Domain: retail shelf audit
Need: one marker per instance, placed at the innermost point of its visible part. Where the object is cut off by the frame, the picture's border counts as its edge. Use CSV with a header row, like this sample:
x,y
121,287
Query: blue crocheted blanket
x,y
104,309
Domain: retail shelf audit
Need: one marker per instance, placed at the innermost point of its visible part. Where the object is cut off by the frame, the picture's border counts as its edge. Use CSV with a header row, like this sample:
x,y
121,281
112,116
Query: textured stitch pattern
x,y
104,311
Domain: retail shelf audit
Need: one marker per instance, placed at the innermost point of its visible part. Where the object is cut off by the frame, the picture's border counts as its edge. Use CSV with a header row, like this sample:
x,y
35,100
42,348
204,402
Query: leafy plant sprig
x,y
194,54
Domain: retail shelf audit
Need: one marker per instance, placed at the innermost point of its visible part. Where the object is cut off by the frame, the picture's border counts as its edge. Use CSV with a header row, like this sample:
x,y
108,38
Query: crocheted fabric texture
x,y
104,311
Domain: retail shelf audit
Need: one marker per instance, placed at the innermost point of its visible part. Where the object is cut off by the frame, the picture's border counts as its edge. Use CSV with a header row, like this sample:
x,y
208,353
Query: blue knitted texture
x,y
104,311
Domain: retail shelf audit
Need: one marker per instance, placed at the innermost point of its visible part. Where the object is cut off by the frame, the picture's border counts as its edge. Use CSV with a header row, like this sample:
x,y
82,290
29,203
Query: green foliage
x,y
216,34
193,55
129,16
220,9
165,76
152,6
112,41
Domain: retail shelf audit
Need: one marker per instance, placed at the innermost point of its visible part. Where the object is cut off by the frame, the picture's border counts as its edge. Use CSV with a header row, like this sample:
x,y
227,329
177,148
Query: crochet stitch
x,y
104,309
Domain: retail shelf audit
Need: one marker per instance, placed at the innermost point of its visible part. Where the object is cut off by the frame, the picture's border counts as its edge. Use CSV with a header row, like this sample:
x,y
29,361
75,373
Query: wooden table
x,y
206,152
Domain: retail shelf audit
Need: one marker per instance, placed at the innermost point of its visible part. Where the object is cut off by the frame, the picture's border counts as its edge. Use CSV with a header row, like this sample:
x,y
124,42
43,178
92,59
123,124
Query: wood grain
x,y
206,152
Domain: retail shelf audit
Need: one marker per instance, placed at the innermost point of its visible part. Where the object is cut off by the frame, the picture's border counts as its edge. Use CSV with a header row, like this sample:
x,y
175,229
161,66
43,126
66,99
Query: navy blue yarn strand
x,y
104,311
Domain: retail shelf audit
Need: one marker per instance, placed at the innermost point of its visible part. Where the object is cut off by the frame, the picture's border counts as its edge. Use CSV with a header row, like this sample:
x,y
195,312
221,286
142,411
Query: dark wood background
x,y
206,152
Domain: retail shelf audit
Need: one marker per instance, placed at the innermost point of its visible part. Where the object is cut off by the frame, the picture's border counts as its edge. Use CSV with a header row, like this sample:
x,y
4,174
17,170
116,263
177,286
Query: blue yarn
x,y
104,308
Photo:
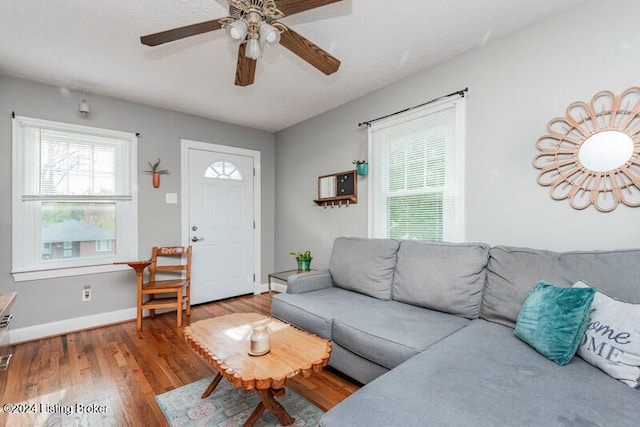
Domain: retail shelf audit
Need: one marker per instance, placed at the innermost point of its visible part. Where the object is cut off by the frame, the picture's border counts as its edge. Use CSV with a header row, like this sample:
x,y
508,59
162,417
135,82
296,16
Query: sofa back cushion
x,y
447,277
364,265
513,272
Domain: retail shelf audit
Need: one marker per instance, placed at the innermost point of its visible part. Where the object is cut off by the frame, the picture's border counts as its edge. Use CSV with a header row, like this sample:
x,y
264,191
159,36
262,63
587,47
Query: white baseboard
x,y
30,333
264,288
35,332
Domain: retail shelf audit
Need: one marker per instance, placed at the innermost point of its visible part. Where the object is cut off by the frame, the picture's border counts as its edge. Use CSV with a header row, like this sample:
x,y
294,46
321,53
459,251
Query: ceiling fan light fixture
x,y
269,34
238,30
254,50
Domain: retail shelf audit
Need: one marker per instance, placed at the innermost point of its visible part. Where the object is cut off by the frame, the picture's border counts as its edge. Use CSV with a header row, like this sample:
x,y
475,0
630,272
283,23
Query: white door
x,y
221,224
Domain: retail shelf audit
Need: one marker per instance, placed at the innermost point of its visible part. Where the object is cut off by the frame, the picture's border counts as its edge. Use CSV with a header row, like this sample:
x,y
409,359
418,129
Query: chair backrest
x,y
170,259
____________________
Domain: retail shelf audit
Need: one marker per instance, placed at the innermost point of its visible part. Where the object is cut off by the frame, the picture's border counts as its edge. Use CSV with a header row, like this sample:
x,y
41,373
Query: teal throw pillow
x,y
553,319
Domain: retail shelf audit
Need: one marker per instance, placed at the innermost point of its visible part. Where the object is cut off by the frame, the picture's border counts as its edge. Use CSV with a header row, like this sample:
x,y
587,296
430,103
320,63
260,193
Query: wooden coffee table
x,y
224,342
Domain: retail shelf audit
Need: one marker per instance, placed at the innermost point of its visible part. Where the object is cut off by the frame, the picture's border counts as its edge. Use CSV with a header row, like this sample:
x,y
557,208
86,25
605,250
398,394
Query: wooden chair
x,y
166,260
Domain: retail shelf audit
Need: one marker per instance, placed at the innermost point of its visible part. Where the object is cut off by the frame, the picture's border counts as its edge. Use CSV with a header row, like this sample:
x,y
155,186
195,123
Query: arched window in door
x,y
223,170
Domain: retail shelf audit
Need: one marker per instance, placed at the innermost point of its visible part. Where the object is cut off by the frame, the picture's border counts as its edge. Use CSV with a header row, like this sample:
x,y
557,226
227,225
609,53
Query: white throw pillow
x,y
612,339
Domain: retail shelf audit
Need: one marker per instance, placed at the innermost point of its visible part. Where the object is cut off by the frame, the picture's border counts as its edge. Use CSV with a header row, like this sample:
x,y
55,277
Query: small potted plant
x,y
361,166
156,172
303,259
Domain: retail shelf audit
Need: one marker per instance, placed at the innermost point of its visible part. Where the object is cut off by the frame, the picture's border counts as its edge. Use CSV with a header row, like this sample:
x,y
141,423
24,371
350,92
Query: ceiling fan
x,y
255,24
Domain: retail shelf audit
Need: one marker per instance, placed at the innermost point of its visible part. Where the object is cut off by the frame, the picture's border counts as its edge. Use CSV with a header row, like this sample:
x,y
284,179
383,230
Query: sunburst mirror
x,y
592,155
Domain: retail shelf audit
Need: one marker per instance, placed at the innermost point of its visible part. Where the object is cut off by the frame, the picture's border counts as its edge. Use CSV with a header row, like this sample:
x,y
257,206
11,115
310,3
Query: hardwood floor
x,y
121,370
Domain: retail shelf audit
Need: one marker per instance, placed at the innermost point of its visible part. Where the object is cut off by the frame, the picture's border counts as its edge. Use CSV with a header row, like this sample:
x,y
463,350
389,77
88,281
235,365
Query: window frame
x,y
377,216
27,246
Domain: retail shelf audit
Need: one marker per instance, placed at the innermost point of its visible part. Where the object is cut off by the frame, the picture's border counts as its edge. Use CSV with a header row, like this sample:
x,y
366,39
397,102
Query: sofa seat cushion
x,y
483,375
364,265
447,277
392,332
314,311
____________________
Pick out every line in the two blocks of records above that contains the word "sofa", and copy each of those lines in full.

Query: sofa back cushion
Query: sofa seat cushion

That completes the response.